The sugar pill effect
The placebo effect was first discovered in the late 1700s. It soon became the basis of many of the horrifying treatments physicians of the time used, such as bleeding, blistering and leeching, to name a few mentioned in a 1990 journal article.
"The enormous power of the placebo helps explain why physicians continued to be useful, respected and highly honored members of society despite the painful, abhorrent, unscientific and often dangerous treatments they prescribed," wrote author Charmane Eastman, founding director of the Biological Rhythms Research Laboratory at Rush University Medical Center in Chicago.
In modern clinical trials, researchers typically give the medication being tested to half of the study participants, while a so-called sugar pill goes to an equally matched group of people. Neither group is supposed to know which pill they received. If it's a double-blind study, even the researchers don't know which pill the participants swallowed.

## RECORD EXCERPTS
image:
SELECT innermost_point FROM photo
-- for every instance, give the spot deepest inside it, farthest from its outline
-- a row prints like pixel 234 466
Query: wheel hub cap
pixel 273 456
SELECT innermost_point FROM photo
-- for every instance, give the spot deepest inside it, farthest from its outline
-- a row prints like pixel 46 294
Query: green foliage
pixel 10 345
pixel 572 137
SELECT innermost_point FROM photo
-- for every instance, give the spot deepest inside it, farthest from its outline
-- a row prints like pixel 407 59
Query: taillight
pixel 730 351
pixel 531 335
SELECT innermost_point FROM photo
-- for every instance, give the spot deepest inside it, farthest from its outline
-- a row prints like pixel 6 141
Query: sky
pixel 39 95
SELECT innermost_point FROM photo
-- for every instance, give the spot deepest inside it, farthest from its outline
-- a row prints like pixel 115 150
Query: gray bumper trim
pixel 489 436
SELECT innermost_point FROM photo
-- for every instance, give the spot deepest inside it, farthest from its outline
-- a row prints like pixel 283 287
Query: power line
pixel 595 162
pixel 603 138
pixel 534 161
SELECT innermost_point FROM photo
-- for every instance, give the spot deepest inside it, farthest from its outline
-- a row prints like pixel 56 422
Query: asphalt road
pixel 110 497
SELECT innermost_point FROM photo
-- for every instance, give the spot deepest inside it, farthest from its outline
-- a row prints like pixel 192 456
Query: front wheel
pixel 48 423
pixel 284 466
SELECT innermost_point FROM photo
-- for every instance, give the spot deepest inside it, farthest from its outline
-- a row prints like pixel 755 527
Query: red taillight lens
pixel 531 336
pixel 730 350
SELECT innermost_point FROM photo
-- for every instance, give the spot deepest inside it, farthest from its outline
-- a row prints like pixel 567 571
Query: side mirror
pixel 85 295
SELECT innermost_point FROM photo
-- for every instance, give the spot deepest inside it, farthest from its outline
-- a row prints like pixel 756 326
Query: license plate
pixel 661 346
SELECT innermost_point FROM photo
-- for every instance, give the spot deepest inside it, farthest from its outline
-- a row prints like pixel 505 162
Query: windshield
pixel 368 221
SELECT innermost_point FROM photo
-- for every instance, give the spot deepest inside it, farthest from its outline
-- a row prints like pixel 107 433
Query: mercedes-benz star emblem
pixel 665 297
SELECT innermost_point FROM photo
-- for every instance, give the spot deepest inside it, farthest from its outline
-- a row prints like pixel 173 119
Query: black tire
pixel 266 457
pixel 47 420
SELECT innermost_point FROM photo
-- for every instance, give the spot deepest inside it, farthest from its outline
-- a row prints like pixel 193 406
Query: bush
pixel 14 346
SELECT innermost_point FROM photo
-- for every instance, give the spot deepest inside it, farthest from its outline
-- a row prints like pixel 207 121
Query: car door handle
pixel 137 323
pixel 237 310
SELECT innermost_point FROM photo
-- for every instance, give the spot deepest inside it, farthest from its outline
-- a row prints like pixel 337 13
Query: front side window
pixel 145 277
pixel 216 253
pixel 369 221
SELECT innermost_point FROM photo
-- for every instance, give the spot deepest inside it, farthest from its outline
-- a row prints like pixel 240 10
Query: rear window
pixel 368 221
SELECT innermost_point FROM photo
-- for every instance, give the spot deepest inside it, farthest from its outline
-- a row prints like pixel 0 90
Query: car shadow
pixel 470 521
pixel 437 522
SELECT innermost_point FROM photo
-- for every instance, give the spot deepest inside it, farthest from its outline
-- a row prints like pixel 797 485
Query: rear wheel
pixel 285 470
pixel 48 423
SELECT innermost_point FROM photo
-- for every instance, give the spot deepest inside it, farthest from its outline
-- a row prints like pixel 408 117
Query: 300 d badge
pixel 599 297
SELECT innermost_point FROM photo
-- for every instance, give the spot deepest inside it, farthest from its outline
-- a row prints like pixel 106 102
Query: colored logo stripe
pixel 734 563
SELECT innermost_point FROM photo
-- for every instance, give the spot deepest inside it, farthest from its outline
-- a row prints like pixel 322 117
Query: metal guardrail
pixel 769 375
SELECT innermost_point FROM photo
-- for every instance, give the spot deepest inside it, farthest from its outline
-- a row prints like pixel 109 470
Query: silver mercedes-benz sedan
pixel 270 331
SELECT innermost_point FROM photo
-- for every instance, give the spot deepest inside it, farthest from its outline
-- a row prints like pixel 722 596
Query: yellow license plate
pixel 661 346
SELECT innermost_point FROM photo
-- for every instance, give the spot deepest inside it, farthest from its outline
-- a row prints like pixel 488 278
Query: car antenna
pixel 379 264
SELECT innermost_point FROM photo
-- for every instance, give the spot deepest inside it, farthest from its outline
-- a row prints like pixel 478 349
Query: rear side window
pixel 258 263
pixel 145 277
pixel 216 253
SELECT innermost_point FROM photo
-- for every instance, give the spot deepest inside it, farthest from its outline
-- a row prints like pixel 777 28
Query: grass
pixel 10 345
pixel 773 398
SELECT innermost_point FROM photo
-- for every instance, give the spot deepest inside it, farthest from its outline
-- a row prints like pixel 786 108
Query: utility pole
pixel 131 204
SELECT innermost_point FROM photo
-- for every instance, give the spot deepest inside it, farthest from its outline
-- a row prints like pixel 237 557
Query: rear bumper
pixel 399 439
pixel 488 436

## WORK INSTRUCTIONS
- 1) According to the placebo effect excerpt, when was the placebo effect first discovered?
- 2) Go on with the placebo effect excerpt, starting after its final sentence about double-blind studies.
The records are separate material and have no connection to the placebo effect excerpt.

## RESULTS FOR EACH TASK
- 1) In the late 1700s.

- 2)
But sometimes people can tell, if the pill produces an effect that might be felt, such as a marijuana high. And even if they can't tell, people are known to believe that they did indeed get the experimental dose.
In fact, the optimistic attitude generated by a placebo can be powerful enough to affect study results dramatically. For example, the placebo effect can account for 50% to 75% of the positive results found in antidepressant drug trials, according to a 2002 study.
Partly to counter this effect, scientists do not consider a study's results significant until they rise above chance.
The new research examined 20 studies using cannabis for pain control in over 1,450 people between the ages of 33 and 62. All the studies were conducted as double-blind, placebo-controlled clinical trials — meaning that even the researchers did not know which study participant received cannabis or a dummy treatment.
Researchers found no difference in self-reported pain reduction between the use of weed or placebo in the clinical trials: Both showed a large improvement in pain. There was also no difference between length of treatment — 45 days or several months — both showed pain improvement.
In clinical trials where blinding was most successful — people had no idea which treatment they were getting — the placebo response was highest. Participants reported their pain to be moderate to significantly less intense after treatment with a placebo compared with before treatment.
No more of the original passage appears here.